## Start Passage shown

Watching the Gristmill

There are many subjects and circumstances by which one can watch culture in transition.

Today’s example that always makes the news is the annual evaluation of secondary school texts by the Texas Board of Education. Watching this process in action is somewhat irritating both to creationists and to evolutionists. Every year there is a battle between conservative Christians and fact-driven centrists. It is an unsavory mix of religious faith and scientific analysis – truly an oil and water mix that will never find satisfaction.

What makes it a news item is the fact that Texas buys a proportionately large number of schoolbooks. Publishers have no interest in publishing more than one version because it is expensive. The publishers want to sell their texts across the country but because of its purchasing power, the publishers have to accommodate the Texas Board of Education as the Board attempts to withdraw evolution or at least defame it in the textbooks while at the same time giving credence to creationism. Other states, of course, may not want this approach to history.

Texas finally had to pass a law saying that Texas School Districts did not have to accept the textbooks approved by the Texas Board of Education. That is a significant concession that moves the bar to the left. However, this year, according to the Associated Press, the issue of global warming is added to the mix.

What makes the issue a study in cultural transition is to look at the changing attitude and belief statistics across time. It bounces up and down. What interests the mariner most is the increase in creationist and God driven evolution (Intelligent Design). Is this caused by our troubled economy and the growing disparity of our economic classes? Is it caused because religious institutions are available at the neighborhood level while science is promoted only in college and postgraduate institutions? Oddly, even as American Christianity grows more conservative, the Roman Catholic Pope welcomes atheists. The mariner is fascinated. Fascinated but he has no answers. All of us are in the gristmill of day-to-day history. It’s like watching sausage being made.

The Texas battle between belief and fact is not the only conflict. It has always been this way. It began with Jesus claiming to be the Son of God, which led to his crucifixion. Galileo was sentenced to house arrest for the rest of his life by the Roman Church for defending the idea that the Sun was at the center of the Solar System rather than the Earth. Charles Darwin has been condemned by the Christian religion for his thesis on evolution. An open, unfrozen Arctic Ocean, a global rise in temperature of 1.5 degrees and oceans that are three inches deeper are dismissed as unreliable facts insofar as global warming is concerned.

## End Passage shown
## Start Dataset

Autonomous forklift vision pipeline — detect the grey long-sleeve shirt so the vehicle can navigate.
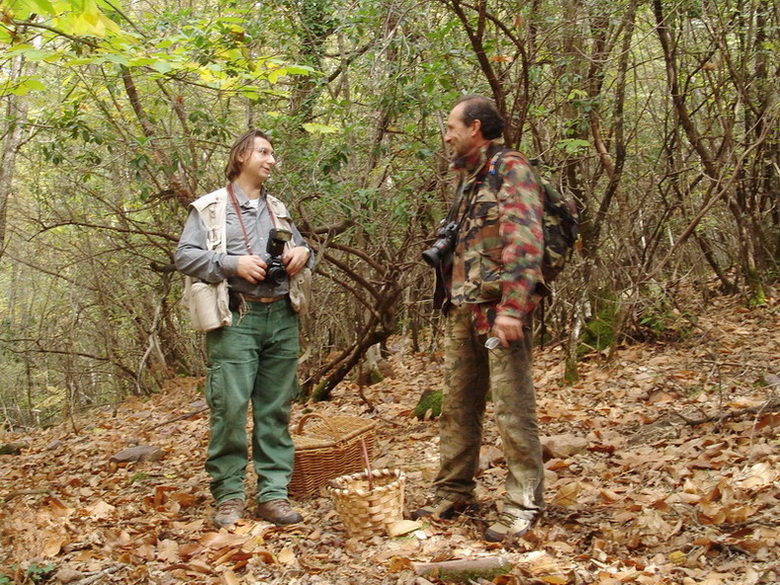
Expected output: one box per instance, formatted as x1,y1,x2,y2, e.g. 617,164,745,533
174,183,314,297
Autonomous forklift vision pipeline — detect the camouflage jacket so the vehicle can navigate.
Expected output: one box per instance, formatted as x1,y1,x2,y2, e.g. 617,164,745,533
451,144,544,333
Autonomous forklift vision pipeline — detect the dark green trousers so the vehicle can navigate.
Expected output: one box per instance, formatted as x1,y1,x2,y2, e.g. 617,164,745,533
206,299,299,504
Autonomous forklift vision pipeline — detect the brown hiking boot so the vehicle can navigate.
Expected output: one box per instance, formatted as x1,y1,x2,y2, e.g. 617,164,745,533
214,498,244,528
485,508,540,542
257,500,303,526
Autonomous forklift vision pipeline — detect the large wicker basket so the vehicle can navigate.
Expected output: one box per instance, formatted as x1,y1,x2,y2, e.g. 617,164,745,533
287,413,375,500
328,469,406,538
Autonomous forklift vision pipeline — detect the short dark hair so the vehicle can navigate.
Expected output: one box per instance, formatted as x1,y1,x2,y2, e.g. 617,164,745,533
455,95,506,140
225,128,271,181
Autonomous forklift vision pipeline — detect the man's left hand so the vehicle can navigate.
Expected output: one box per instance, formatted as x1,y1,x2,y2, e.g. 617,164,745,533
282,246,310,276
493,315,523,347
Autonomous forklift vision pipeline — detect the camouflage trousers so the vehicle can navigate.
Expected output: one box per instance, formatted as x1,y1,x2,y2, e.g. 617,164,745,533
433,306,544,510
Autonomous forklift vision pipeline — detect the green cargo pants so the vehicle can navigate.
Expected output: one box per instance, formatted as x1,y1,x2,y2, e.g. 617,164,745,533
206,299,299,504
433,306,544,510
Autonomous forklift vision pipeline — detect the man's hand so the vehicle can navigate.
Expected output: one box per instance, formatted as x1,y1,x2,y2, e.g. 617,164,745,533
493,315,523,347
282,246,310,276
237,255,268,284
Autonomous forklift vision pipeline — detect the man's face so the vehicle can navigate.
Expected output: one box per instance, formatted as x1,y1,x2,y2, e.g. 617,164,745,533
444,103,481,160
239,136,276,183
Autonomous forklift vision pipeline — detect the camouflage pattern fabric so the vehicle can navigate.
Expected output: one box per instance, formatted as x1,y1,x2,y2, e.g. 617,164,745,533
433,306,544,510
451,145,544,333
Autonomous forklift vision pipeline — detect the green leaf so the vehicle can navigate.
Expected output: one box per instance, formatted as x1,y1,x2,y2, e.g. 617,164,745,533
9,77,46,96
303,123,340,134
152,61,173,75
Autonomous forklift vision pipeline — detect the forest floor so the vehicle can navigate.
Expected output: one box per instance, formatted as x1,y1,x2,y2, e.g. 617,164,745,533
0,297,780,585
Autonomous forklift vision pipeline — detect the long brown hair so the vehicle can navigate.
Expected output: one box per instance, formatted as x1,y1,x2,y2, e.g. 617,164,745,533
225,129,271,181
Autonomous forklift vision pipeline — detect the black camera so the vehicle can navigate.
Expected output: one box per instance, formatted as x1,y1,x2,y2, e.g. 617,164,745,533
422,219,459,268
265,228,292,284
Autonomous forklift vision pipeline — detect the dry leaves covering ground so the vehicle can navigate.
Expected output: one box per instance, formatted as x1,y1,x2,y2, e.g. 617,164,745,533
0,299,780,585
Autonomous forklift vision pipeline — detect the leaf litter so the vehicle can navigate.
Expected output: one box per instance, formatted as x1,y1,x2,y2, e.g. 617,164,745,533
0,297,780,585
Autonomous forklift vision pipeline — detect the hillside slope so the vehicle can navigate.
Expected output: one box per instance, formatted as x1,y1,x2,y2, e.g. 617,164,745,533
0,298,780,585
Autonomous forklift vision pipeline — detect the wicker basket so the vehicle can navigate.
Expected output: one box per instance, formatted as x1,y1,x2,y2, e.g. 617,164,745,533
328,469,406,538
287,413,375,500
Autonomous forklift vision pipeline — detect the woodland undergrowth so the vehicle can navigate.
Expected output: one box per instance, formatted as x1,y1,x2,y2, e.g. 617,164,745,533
0,297,780,585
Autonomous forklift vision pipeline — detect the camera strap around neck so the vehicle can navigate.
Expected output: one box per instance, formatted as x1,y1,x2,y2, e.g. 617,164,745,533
227,183,254,255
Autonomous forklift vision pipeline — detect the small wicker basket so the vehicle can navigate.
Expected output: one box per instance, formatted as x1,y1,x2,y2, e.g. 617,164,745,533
328,469,406,538
287,412,376,500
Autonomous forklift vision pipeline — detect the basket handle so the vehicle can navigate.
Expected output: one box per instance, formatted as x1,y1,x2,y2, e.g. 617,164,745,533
296,412,338,435
360,438,374,492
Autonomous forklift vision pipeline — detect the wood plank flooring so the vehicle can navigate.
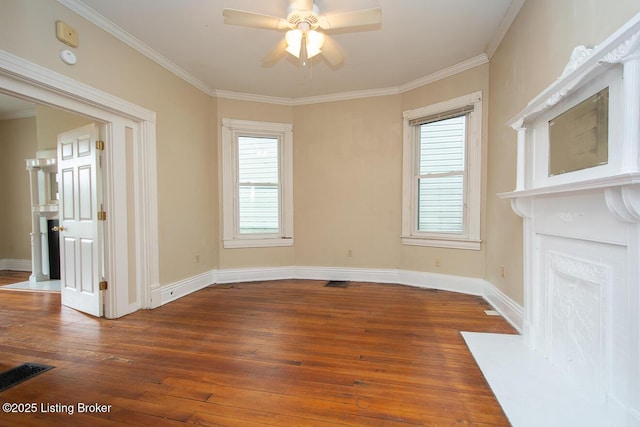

## End Dataset

**Exercise tasks**.
A - From the essay on the Texas textbook battle, reproduce word for word the passage that begins at the words "What makes it" and stops after the words "approach to history.".
B - Rewrite the entries starting at the line that has "Autonomous forklift vision pipeline — detect the camera" and continuing through the end of the entries, requests included, with 75 added to every coordinate in the answer boxes. Give only those lines, and leave the pictures out.

**Answers for this exercise**.
A -
What makes it a news item is the fact that Texas buys a proportionately large number of schoolbooks. Publishers have no interest in publishing more than one version because it is expensive. The publishers want to sell their texts across the country but because of its purchasing power, the publishers have to accommodate the Texas Board of Education as the Board attempts to withdraw evolution or at least defame it in the textbooks while at the same time giving credence to creationism. Other states, of course, may not want this approach to history.

B -
Autonomous forklift vision pipeline — detect the camera strap around neck so the vehicle can navigate.
Expected output: one box per instance, formatted as x1,y1,x2,y2, e.g. 617,164,745,533
302,258,329,330
Autonomous forklift vision pipeline — detect the small wicker basket so the vehicle can navigate.
Expected output: one box per instance, formatted as x1,y1,x2,y2, e.g. 617,164,745,533
403,544,481,613
362,487,451,575
Autonomous forklift vision pipeline — detect the basket handle so the vehicle can navigate.
Expected output: one box per instance, formatted as x1,y1,x2,y2, e.g. 617,164,745,533
371,487,413,510
435,513,449,567
Autonomous forklift vision pipeline — detect the wood plank flooring so the vehicle can navigate.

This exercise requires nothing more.